> Goal: Please give back the records below line for line, without changing them, and leave the pictures out of what you return.

Rows from a dataset:
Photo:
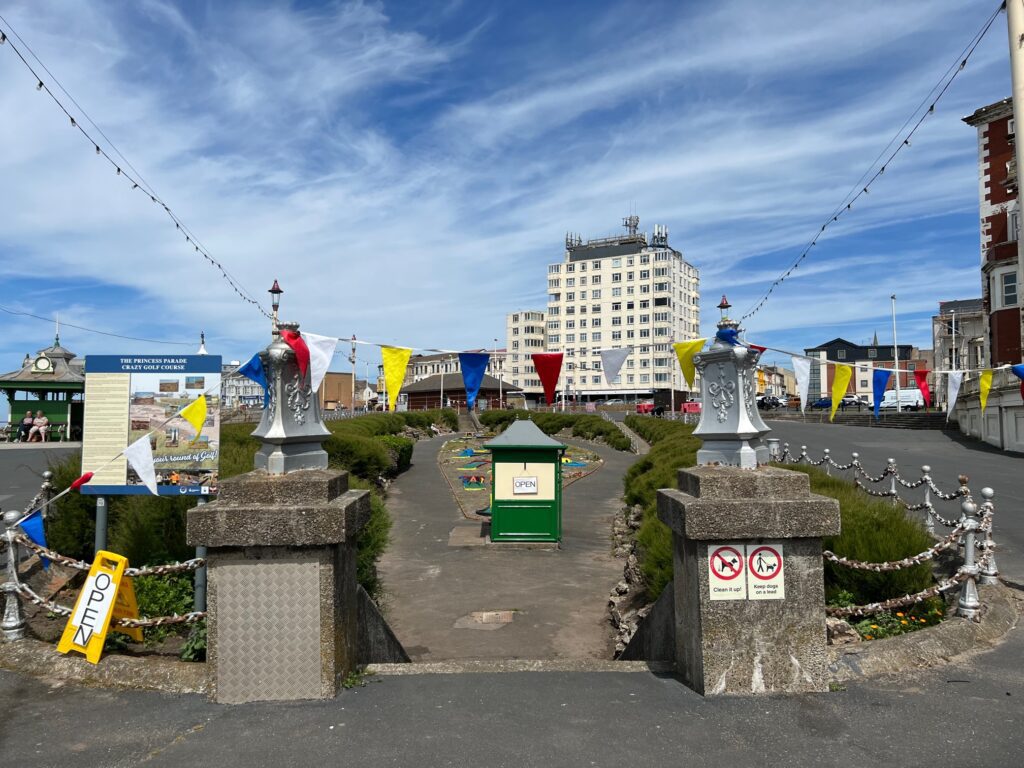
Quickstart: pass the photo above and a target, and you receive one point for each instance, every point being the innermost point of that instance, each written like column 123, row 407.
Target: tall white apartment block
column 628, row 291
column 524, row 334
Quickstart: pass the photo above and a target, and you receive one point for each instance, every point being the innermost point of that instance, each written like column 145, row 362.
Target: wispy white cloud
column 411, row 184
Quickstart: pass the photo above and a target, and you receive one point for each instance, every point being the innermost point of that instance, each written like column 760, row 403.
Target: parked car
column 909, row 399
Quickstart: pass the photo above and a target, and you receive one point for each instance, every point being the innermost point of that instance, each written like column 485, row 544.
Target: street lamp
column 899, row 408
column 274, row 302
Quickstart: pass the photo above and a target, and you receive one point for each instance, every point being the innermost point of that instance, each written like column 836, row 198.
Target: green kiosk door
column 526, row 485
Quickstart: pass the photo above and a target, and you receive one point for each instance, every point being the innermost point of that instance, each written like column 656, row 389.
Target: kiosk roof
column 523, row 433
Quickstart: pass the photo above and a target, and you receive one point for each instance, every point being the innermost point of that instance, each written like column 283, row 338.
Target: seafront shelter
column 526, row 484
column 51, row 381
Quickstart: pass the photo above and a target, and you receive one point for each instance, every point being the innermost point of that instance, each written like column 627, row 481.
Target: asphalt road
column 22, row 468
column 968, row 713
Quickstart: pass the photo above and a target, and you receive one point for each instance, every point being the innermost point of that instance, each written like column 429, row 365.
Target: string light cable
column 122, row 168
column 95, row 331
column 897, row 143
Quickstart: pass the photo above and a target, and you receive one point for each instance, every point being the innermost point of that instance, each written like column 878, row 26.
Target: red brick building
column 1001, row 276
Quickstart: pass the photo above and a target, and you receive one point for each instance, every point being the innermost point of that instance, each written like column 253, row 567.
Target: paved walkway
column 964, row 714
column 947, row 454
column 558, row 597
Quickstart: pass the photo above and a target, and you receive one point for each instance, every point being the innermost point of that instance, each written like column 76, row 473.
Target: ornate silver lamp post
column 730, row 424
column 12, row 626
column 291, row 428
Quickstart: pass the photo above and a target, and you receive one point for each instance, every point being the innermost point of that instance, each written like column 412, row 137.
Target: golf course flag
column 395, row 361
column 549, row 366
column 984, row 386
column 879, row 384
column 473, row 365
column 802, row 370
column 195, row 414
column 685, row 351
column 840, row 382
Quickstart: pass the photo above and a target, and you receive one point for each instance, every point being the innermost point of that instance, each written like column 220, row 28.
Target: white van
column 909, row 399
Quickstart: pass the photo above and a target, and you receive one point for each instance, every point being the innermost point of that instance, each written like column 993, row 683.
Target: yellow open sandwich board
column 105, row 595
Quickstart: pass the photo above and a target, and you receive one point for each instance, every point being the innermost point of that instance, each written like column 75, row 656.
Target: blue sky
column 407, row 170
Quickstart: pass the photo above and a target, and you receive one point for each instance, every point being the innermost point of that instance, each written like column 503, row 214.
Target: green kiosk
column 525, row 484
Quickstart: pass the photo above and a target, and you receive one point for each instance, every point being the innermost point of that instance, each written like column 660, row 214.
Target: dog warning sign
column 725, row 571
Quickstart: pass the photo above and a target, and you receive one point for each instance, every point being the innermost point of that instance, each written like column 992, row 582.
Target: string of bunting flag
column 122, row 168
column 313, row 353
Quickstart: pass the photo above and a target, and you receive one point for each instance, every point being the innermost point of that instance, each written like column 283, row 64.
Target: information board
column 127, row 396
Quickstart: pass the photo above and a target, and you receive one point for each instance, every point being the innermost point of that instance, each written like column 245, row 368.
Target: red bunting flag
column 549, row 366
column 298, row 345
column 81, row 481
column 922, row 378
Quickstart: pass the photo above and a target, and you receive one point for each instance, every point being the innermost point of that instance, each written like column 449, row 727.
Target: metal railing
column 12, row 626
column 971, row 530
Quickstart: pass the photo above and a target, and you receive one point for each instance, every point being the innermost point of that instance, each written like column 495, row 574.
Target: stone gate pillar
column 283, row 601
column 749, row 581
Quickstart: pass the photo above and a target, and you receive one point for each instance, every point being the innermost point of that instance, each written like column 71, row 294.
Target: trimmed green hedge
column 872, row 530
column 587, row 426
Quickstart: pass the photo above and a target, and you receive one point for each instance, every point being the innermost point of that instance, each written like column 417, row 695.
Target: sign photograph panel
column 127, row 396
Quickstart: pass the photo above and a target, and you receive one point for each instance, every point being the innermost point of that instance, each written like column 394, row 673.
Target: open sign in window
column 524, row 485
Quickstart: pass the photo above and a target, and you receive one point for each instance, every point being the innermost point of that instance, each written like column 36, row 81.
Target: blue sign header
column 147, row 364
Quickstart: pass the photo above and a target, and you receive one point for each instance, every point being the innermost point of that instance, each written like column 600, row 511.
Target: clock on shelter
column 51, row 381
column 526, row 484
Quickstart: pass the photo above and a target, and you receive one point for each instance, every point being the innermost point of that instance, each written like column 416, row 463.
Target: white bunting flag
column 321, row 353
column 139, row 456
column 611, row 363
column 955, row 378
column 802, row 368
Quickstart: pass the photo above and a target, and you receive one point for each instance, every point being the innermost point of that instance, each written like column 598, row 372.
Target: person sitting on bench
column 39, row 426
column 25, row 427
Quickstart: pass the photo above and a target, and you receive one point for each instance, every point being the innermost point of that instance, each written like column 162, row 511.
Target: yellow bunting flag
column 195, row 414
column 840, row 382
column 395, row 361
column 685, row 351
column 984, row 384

> Answer:
Photo:
Quickstart: pass the photo above and a target, and you receive one point for each instance, every point being the innermost point of that instance, each written like column 123, row 407.
Target: tall white apartment block
column 628, row 291
column 524, row 334
Quickstart: pass the photo above and a target, and you receive one point for each instance, every point being the innermost point of that instance, each written like column 145, row 362.
Target: wispy white cloud
column 411, row 184
Quickstart: pass the photo above and a target, and you receive one point for each instance, every point being the innermost point of that instance, each written like column 760, row 403.
Target: parked car
column 909, row 399
Quickstart: pass the photo above and a target, and you receive one point for each instance, every point being the innermost point of that instance, each written like column 485, row 544.
Target: street lamp
column 899, row 408
column 274, row 302
Quickstart: pass the photo above and a target, and you receive one point for each instance, every point being the innermost point of that instance, each written like column 836, row 198.
Target: green kiosk door
column 526, row 485
Quickstart: pass the photo above and a target, and you receive one point for each instance, every point being the innermost point of that instance, each written like column 656, row 389.
Target: kiosk roof
column 523, row 433
Quickstart: pass the photo above and a target, and you receive one point for each instance, every point being the innermost point of that instance, each written like column 283, row 338.
Target: seafront shelter
column 526, row 484
column 51, row 381
Quickstart: pass the photo above and a target, and you receive one point for each instance, every point being the innermost point of that instance, each written like column 627, row 481.
Target: asphalt road
column 22, row 468
column 968, row 713
Quickstart: pass the photo above and a target, and you receive one point for each instance, every point being the innermost point of that instance, each written like column 429, row 365.
Target: string light cable
column 122, row 168
column 95, row 331
column 897, row 143
Quickstart: pass the photo above and a target, and you receive one point for each instance, every point being the innermost point of that instance, each written like column 878, row 26.
Target: red brick building
column 1001, row 276
Quickstart: pass the photo above and a target, and you receive one point for each instance, every point being the innermost point of that instance, each written like column 253, row 567.
Target: paved walkway
column 964, row 714
column 947, row 454
column 558, row 597
Quickstart: pass the photo above and a target, and you receive one point for each instance, every point being the innermost point of that instance, each written like column 76, row 473.
Target: ornate silver lamp post
column 730, row 424
column 12, row 626
column 291, row 428
Quickstart: pass the photo above and a target, and you receive one point for each instance, every point being the innermost point of that instance, each written like column 412, row 137.
Target: golf course flag
column 395, row 361
column 549, row 366
column 984, row 386
column 879, row 384
column 473, row 365
column 802, row 370
column 195, row 414
column 685, row 351
column 840, row 382
Quickstart: pass the photo above and a target, and you receive one point for each instance, every point being the innermost point of that instance, each written like column 220, row 28.
Target: white van
column 909, row 399
Quickstart: pass the photo above and a target, and you receive one point for each instance, every point being the innermost point of that instance, each written like column 993, row 683.
Target: yellow open sandwich board
column 105, row 595
Quickstart: pass the photo above and a target, and you receive one point for each instance, every point being the innermost point of that instance, each written like column 75, row 656.
Target: blue sky
column 407, row 170
Quickstart: pass the photo above and a target, and you receive one point for each instance, every point being the innermost point of that instance, each written like column 503, row 214.
Target: green kiosk
column 525, row 484
Quickstart: pass the photo above and a target, and you receive one point for each instance, every point being the innermost point of that instance, each written like column 660, row 214.
Target: dog warning sign
column 725, row 571
Quickstart: pass the photo above and a target, and you receive one point for each instance, every point being the innermost point of that instance, each written like column 992, row 582.
Target: string of bunting flag
column 122, row 168
column 313, row 353
Quickstart: pass the photo above and a target, and you receive one point for each instance, every point being the innermost point of that instance, each written like column 283, row 64.
Target: information board
column 127, row 396
Quickstart: pass the photo above and a target, and you receive one point for each instance, every point being the innermost point of that instance, each written like column 245, row 368.
Target: red bunting flag
column 549, row 366
column 298, row 345
column 81, row 481
column 922, row 378
Quickstart: pass the photo above and a target, and you receive one point for each instance, every point being the innermost point of that instance, each written like column 449, row 727.
Target: metal railing
column 12, row 626
column 971, row 530
Quickstart: pass the photo above and a target, and you receive one point for each instance, every point being the innermost point of that instance, each written like column 495, row 574.
Target: stone gate pillar
column 283, row 601
column 749, row 581
Quickstart: pass the photo above and a target, and you receive one point for each instance, every point being the innermost point of that instance, each written like column 71, row 294.
Target: trimmed green hedge
column 872, row 530
column 587, row 426
Quickstart: pass the photo above and a target, and you receive one point for each instance, every point being the innermost point of that instance, each written like column 417, row 695.
Target: sign photograph panel
column 127, row 396
Quickstart: pass the photo above and a target, and you receive one point for each instance, every point being the innermost point of that instance, each written like column 394, row 673.
Target: open sign in window
column 524, row 485
Quickstart: pass the photo above and a target, and you receive one point for each instance, every point being the innermost point of that instance, each written like column 36, row 81.
Target: blue sign header
column 147, row 364
Quickstart: pass the photo above and a target, and you receive one point for each instance, every point being the innermost point of that instance, each written like column 600, row 511.
Target: clock on shelter
column 51, row 381
column 526, row 484
Quickstart: pass the photo above and a target, and you receive one point for each instance, every point being the innermost point of that instance, each written like column 416, row 463.
Target: white bunting flag
column 321, row 353
column 139, row 456
column 611, row 363
column 955, row 378
column 802, row 368
Quickstart: pass the photo above and a target, and you receive one point for each instance, every point being the innermost point of that instance, each written like column 598, row 372.
Target: person sitting on bench
column 39, row 426
column 25, row 427
Quickstart: pass the photo above and a target, and you receive one point for each instance, every point being the innermost point of that instance, each written like column 162, row 511.
Target: yellow bunting flag
column 195, row 414
column 840, row 382
column 395, row 361
column 685, row 351
column 984, row 384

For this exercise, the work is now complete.